What to produce: In the lines below, change every "blurred background foliage" to "out-of-focus foliage" and leave everything else as it is. Leave the pictures out of your answer.

Input:
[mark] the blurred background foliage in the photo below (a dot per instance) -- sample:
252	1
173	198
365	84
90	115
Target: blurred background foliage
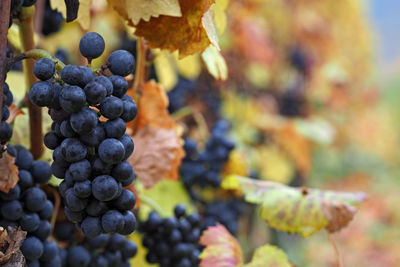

Output of the exercise:
[mark] the out-of-focus foliage in the photo below (a dot per instance) -- sample:
252	1
173	198
365	84
90	115
Target: out-of-focus foliage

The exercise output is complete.